## TASK PROMPT
Down to the last line, set the entries down again exactly.

## DATASET
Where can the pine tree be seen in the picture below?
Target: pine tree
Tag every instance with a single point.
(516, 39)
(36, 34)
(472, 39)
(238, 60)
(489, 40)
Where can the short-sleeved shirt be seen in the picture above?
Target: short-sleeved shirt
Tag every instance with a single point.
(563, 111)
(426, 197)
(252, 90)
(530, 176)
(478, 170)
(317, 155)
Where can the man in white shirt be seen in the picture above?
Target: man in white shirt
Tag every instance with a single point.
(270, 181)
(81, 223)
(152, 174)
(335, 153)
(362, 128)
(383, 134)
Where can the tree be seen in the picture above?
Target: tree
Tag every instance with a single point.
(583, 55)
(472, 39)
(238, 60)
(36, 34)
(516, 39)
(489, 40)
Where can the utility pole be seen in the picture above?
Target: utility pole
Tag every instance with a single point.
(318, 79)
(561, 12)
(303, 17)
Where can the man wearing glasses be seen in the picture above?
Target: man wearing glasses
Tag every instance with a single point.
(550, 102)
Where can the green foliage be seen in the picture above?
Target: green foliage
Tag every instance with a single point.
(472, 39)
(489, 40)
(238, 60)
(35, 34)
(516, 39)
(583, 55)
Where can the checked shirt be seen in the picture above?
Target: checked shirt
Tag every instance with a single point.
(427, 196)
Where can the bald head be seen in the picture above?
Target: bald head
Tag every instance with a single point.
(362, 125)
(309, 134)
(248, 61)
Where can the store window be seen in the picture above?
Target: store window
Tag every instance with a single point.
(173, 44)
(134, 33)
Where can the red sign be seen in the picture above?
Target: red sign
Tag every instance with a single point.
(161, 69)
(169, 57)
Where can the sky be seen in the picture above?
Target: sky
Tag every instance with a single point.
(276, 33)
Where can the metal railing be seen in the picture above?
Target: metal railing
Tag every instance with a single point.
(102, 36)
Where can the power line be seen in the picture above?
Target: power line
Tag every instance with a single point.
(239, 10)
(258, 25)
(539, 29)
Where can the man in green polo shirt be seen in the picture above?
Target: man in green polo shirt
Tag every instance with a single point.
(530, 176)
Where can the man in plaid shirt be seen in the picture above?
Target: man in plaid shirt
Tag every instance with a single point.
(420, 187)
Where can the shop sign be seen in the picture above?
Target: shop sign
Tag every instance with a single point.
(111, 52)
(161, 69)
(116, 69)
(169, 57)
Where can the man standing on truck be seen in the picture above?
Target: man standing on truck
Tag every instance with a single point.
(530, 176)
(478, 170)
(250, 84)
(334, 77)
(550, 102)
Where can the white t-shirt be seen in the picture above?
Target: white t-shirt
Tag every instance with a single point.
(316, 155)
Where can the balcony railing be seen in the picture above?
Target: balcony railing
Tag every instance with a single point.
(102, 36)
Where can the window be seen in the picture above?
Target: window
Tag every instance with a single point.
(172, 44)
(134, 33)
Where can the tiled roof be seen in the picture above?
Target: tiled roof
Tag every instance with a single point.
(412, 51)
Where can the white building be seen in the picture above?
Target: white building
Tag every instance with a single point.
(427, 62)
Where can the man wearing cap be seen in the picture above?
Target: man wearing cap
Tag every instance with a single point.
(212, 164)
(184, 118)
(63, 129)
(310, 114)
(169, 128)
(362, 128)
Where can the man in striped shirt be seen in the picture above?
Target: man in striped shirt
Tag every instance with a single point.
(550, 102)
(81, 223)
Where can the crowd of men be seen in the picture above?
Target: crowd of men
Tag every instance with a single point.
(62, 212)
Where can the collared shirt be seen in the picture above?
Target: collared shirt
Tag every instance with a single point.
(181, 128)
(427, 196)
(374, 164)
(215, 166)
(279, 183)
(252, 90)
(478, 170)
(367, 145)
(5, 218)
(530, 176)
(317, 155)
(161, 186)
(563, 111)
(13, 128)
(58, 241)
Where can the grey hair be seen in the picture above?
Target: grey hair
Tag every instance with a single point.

## TASK RESULT
Where can the pine tree be seen in the picture below?
Target: pine tree
Tag every instance with a single point.
(516, 39)
(36, 34)
(472, 39)
(238, 60)
(489, 40)
Where can the short-sleeved shirt be seen in the picture above?
Target: short-sleeved shirt
Tag every instance with a single point.
(563, 111)
(426, 197)
(252, 90)
(530, 176)
(478, 170)
(317, 155)
Where can the man in white shirt be seen in the picture above?
Target: man in white shirt
Tag every instance with a single point.
(270, 181)
(81, 223)
(152, 174)
(335, 153)
(362, 128)
(383, 134)
Where can the tree be seen in the picture above?
Target: tree
Tag every instance with a single point.
(583, 55)
(472, 39)
(238, 60)
(36, 34)
(516, 39)
(489, 40)
Where can the utility pole be seen in the picture above?
Target: utility pole
Tag every instance with a single point.
(318, 79)
(561, 12)
(303, 17)
Where can the man wearing glasses be seen in the picture above?
Target: man wearing glasses
Tag every instance with a single point.
(550, 102)
Where can the green foliage be seen in the picture above?
Target: green foliage
Tag every instance with a single point.
(472, 39)
(489, 40)
(238, 60)
(35, 34)
(516, 39)
(583, 55)
Where can the checked shirt be seen in the picture above?
Target: checked shirt
Tag every instance with a single point.
(427, 196)
Where can the bald head be seen in the picture above?
Target: bald head
Tag every instance with a single point.
(362, 125)
(309, 134)
(248, 61)
Where can the store window be seen in the picture above?
Target: store window
Tag every instance with a single point.
(173, 44)
(134, 33)
Where can the red sign be seen in the picture above?
Target: red sign
Tag every instance with a single point.
(161, 69)
(169, 57)
Where can the sky be seen in the picture above?
Target: sky
Tag every instance with a single point.
(276, 33)
Where can the metal railing be seen in the picture above?
Target: metal railing
Tag every instance with a single point.
(102, 36)
Where can the power line be seen in the picture above?
Target: power line
Tag every instance with a single point.
(239, 10)
(258, 25)
(539, 29)
Where can the man in green polo shirt be seen in the picture above?
Target: man in green polo shirt
Tag every instance with a single point.
(530, 176)
Where can the man in plaid shirt be seen in the picture above?
Target: man in plaid shirt
Tag every instance with a single point.
(420, 187)
Where can the shop sign be seen in the picture above?
Target: shop sign
Tag every instance with a single point.
(111, 52)
(161, 69)
(116, 69)
(169, 57)
Where can the man standing on truck be seen in the picture above?
Target: man standing on truck
Tag every instance with a single point.
(530, 176)
(478, 170)
(250, 84)
(334, 77)
(550, 102)
Where can the white t-shirt be seen in the picture above?
Target: white t-shirt
Tag every instance with a single point.
(316, 155)
Where can the balcony railing be seen in the picture above?
Target: balcony railing
Tag every instance with a single point.
(102, 36)
Where can the window be seen in the picture above?
Target: window
Tag every instance with a single point.
(172, 44)
(134, 33)
Where can the tiled roof be seen in the picture above?
Target: tiled roof
Tag every instance with a single point.
(412, 51)
Where can the white building be seen in the picture above?
Target: white building
Tag every instance with a single point.
(427, 62)
Where can the man wearing cap be seen in the picture above?
Target: man wearing cap
Tag every instance with a single point.
(212, 164)
(184, 118)
(63, 129)
(310, 114)
(169, 128)
(362, 128)
Where can the man in striped shirt be seen in the picture above?
Target: man in striped shirt
Tag every instance with a single point.
(550, 102)
(81, 223)
Where can the crowd of men be seen in the picture above?
Target: crowd of men
Tag every instance with a single point.
(62, 212)
Where can the collared shirt be seen in the picture above?
Target: collared shirt
Tag every instance with a single point.
(181, 128)
(427, 196)
(374, 164)
(215, 166)
(279, 183)
(252, 90)
(478, 170)
(367, 145)
(5, 218)
(530, 176)
(317, 155)
(161, 186)
(563, 111)
(13, 128)
(58, 241)
Where can the grey hair be seen in the picture above?
Target: grey hair
Tag every instance with a single point.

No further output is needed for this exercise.